Excerpts from point annotation data:
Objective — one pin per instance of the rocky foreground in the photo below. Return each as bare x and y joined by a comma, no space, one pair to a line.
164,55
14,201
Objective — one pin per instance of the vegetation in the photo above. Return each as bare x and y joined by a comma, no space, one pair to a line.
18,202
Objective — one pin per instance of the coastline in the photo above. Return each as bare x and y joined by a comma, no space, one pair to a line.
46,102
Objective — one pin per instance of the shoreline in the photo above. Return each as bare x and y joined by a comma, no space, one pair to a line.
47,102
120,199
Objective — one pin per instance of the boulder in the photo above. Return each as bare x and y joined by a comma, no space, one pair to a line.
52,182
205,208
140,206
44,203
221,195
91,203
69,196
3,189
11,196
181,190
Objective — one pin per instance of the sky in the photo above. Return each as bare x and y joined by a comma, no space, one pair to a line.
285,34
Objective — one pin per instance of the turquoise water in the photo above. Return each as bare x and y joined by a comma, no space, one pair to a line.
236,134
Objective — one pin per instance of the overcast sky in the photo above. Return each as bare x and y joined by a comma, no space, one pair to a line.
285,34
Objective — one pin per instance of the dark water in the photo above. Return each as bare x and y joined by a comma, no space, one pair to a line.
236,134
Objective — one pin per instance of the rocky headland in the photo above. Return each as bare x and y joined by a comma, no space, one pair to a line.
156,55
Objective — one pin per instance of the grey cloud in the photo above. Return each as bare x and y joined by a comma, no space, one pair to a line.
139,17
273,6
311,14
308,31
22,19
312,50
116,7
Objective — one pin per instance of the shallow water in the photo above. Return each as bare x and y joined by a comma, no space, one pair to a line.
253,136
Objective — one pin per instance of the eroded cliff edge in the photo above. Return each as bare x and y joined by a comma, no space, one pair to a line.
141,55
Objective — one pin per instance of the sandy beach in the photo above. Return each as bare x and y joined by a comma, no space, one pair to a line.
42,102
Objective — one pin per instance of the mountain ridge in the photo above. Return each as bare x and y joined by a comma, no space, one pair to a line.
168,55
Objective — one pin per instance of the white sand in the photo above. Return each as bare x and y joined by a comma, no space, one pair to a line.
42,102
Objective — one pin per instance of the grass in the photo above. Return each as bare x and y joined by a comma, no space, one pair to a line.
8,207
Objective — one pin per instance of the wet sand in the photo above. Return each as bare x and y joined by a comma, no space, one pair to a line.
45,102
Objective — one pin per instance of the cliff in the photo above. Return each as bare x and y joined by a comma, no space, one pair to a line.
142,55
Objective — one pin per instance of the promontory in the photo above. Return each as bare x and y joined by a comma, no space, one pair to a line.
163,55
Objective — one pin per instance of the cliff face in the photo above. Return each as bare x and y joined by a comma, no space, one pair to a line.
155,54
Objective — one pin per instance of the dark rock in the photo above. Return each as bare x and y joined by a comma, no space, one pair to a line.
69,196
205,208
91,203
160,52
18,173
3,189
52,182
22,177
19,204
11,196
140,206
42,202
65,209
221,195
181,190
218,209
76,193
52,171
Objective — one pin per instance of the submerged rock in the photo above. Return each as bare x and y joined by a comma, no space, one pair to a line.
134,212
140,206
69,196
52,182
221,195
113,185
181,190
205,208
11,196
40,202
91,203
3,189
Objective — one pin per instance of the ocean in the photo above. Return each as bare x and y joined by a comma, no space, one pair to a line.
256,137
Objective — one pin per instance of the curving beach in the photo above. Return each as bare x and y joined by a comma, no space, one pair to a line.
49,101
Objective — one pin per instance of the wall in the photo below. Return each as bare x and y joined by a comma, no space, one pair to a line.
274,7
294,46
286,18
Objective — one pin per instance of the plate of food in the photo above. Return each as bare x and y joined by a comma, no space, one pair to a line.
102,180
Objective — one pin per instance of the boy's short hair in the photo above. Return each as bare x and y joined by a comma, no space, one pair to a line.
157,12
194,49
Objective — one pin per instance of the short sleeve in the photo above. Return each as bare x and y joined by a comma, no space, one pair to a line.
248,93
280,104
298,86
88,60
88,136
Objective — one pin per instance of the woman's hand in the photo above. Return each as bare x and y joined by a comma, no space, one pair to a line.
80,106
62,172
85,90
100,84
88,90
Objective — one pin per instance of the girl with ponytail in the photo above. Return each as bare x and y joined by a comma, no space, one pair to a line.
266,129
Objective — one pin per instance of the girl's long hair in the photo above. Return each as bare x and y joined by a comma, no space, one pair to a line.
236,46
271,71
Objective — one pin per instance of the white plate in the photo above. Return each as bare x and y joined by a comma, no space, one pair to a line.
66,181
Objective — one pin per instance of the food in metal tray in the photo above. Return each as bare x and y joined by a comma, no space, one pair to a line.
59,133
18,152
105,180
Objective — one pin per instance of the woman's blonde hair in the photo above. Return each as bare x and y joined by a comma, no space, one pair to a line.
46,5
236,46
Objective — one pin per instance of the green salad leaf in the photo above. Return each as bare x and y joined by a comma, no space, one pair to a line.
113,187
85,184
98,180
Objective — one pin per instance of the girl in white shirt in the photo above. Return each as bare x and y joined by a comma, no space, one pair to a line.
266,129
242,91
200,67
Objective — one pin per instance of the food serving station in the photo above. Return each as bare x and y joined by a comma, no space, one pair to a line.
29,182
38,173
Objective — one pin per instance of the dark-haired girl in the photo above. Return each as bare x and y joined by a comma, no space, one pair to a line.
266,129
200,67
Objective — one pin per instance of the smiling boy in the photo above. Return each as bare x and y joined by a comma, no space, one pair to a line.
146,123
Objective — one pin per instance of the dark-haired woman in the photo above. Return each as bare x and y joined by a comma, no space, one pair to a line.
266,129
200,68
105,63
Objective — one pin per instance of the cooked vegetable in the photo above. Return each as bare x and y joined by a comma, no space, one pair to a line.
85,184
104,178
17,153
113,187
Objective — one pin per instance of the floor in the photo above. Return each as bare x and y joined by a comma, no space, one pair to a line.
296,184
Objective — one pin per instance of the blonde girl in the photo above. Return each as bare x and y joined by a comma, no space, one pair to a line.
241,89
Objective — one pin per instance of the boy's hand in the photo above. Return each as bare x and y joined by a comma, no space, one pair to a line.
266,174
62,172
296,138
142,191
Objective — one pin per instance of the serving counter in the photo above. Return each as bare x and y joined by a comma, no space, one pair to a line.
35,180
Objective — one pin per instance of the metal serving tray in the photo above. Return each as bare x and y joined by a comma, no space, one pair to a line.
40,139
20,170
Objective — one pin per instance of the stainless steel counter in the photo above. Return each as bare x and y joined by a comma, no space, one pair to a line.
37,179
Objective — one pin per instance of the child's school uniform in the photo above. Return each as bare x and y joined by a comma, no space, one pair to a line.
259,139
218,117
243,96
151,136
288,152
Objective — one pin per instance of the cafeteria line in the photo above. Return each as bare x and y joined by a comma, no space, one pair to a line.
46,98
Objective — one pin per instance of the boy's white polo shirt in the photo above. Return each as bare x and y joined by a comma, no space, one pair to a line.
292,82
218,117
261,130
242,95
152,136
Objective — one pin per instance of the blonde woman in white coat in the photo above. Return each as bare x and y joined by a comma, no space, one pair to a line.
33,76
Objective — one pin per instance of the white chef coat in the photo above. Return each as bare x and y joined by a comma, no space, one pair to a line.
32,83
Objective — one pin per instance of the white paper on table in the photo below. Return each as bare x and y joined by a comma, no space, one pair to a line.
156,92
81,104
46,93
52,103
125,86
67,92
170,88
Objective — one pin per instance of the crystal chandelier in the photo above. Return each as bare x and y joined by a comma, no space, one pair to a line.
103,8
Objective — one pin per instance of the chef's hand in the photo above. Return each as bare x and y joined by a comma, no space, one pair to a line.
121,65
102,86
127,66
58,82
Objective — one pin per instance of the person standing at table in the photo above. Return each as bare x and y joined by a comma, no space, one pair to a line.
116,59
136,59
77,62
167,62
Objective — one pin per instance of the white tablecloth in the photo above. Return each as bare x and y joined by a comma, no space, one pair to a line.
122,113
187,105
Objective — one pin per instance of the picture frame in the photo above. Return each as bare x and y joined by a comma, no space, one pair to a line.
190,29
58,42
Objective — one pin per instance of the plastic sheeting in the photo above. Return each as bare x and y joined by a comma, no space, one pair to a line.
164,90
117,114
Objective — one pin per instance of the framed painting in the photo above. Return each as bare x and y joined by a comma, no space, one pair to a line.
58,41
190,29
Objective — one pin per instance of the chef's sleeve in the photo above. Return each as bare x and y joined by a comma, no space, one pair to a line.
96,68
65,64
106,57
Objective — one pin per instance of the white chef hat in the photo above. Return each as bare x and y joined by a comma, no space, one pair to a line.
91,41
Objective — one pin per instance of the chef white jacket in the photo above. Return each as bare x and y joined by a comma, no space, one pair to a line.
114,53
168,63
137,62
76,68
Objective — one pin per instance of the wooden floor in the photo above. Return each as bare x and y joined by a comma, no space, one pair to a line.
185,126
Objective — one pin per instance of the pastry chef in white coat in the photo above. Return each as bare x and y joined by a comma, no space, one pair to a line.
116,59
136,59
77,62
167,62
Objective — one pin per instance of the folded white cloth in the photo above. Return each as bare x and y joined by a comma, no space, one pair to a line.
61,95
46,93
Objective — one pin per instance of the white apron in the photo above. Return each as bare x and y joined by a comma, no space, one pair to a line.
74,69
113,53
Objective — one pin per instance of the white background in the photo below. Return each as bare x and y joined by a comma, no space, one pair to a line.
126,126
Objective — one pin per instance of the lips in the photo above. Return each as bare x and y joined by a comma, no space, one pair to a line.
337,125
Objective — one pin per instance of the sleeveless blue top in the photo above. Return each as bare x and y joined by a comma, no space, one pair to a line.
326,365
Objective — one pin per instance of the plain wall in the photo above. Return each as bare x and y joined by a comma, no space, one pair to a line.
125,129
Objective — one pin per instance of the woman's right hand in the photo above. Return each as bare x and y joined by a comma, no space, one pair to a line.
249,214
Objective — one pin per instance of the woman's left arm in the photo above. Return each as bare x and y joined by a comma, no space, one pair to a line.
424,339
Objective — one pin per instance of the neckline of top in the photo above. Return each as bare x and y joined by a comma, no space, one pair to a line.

[Work required]: Give back exactly the lines that run from the line with "Objective — one pin per instance of the sleeveless" through the close of the material, counting both ends, and nothing more.

[Solved exercise]:
Objective — one pin per instance of the sleeveless blue top in the photo above. Return each as bare x and y joined by a comma, no space, one pair to a line.
326,365
Objective — one pin per instance of the plain wall in the photo above. Return each as bare x and y joined by a comma, no space, one pair to a line.
125,129
Objective — one pin per instance of the woman's right hand in the photo above. Return each as bare x and y joined by a comma, no space, one pair to a line.
249,214
Objective — one pin per instance of the woman's left arm in the photo above. Return each as bare x and y joined by a comma, no space, one pair to a line.
424,339
Objective — one pin per instance of the neckline of top in the photo above. Return each as bare x and y joined by a comma, no space, one pair to a line.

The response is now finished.